[START DATA ROWS]

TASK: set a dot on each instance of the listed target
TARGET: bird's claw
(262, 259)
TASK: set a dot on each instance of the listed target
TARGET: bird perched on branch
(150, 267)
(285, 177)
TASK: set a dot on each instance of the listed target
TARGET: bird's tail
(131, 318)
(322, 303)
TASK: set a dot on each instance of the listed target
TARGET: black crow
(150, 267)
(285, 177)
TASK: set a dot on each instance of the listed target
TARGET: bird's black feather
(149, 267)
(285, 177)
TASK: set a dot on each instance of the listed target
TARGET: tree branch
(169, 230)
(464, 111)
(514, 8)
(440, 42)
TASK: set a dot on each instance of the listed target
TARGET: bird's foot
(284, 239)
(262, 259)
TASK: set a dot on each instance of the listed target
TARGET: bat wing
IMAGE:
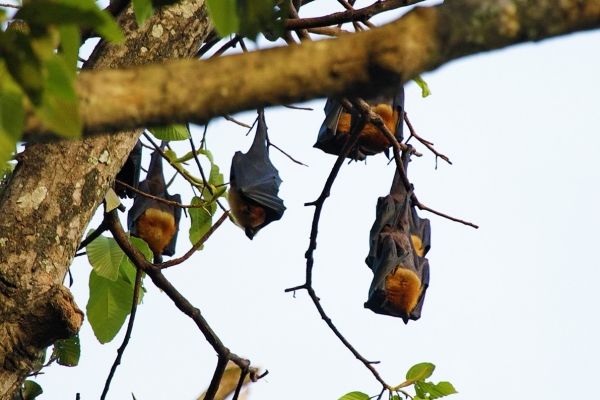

[END DATA ROWS]

TASK PROMPT: All of the material above is to be copied exactly, except for its images.

SOLUTION TO THIS PROBLEM:
TASK: set a dot on each instance of the listed target
TARGET: bird's claw
(262, 259)
TASK: set a dot on each instance of the listed target
TARGET: bird perched on branch
(150, 267)
(285, 177)
TASK: set a dot on each instance of the listed target
TARGET: bird's tail
(131, 318)
(322, 303)
TASK: set a dot on each instance of the listed target
TARGET: black crow
(150, 267)
(285, 177)
TASK: set a dot on each instance of the listed target
TARGET: bird's black feather
(149, 267)
(285, 177)
TASK: set a dot on each instance of the listed target
TARGET: tree branch
(169, 230)
(464, 111)
(514, 8)
(440, 42)
TASK: set a dot on each instance of the listed target
TARGET: bird's foot
(284, 239)
(262, 259)
TASK: set a dot on each instance of the listed target
TARGET: bat wing
IMAGE:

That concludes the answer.